Exercise aim:
Reproduce every line of the items below, requests included, and raise each number in the answer coordinates by 38.

Input data:
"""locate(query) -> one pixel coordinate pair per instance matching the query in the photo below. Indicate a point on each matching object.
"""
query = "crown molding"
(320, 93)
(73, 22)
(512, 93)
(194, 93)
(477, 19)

Written response:
"""locate(query) -> one pixel coordinate pair per instance matching the query in the photo below. Indicate a point on each matching object.
"""
query = "crown molding"
(358, 131)
(111, 60)
(550, 131)
(232, 131)
(515, 57)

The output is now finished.